━━ Data for the task ━━
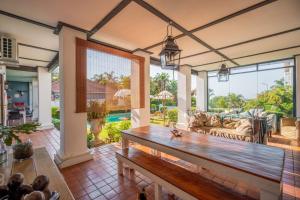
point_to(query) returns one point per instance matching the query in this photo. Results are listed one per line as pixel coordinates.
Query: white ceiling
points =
(134, 27)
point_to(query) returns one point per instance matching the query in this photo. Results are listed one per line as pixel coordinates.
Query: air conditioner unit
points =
(8, 49)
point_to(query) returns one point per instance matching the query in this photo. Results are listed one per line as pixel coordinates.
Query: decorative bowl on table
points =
(22, 150)
(15, 189)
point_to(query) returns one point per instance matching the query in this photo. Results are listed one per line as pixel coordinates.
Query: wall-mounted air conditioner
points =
(8, 49)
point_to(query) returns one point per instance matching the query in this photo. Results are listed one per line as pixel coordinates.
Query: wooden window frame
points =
(81, 70)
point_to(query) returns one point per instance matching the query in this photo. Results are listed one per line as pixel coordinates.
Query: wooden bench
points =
(183, 183)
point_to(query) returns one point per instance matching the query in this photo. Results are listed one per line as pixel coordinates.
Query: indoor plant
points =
(10, 135)
(96, 114)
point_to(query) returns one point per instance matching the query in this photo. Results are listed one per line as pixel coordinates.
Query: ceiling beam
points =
(62, 24)
(180, 28)
(220, 20)
(250, 55)
(23, 68)
(26, 20)
(37, 47)
(109, 45)
(33, 59)
(108, 17)
(245, 42)
(54, 63)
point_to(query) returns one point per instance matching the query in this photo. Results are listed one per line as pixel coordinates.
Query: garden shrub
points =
(89, 139)
(55, 112)
(112, 131)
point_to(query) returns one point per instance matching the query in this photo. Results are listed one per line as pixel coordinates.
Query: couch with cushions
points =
(214, 124)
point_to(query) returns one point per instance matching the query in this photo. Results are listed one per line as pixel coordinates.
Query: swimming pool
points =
(118, 117)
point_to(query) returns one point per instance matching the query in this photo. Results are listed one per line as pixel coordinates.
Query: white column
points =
(73, 130)
(5, 113)
(297, 64)
(201, 91)
(297, 59)
(140, 116)
(35, 99)
(44, 85)
(184, 95)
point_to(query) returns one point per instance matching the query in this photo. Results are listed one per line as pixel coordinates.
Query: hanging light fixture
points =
(223, 73)
(170, 53)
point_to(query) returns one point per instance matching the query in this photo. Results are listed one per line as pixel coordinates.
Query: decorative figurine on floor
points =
(16, 190)
(142, 195)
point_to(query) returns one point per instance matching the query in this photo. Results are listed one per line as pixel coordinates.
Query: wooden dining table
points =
(256, 165)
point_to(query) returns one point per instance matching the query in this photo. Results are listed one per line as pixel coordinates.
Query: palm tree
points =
(105, 78)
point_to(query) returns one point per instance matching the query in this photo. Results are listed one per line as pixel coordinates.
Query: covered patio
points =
(98, 179)
(105, 51)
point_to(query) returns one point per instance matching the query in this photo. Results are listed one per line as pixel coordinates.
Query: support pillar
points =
(201, 91)
(35, 99)
(73, 129)
(184, 95)
(297, 85)
(44, 96)
(140, 116)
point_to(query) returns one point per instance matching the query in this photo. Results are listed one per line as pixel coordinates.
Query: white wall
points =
(73, 129)
(5, 114)
(44, 96)
(201, 91)
(297, 59)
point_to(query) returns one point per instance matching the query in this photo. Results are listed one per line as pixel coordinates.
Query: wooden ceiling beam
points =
(165, 18)
(108, 17)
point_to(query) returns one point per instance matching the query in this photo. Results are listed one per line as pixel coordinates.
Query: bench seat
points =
(181, 182)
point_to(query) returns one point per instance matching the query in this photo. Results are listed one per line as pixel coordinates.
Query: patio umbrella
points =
(122, 93)
(164, 95)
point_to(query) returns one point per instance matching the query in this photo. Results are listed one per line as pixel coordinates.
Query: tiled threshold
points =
(98, 178)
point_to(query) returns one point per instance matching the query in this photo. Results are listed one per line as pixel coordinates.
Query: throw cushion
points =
(245, 127)
(214, 121)
(194, 122)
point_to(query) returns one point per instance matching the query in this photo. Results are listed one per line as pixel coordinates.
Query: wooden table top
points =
(259, 160)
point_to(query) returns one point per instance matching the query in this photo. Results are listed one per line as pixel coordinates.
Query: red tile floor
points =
(98, 179)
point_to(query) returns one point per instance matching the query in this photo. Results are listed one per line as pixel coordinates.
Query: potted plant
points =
(10, 134)
(96, 114)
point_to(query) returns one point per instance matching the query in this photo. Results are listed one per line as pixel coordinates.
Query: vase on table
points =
(96, 127)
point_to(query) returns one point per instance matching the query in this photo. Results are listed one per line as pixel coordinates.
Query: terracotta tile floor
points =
(98, 179)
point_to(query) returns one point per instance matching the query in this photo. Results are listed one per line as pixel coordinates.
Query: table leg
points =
(156, 153)
(125, 143)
━━━
● **Exercise aim**
Whenever a line in the records above contains the string "ceiling", copy that line.

● **Output**
Query: white ceiling
Query: ceiling beam
Query: wooden ceiling beam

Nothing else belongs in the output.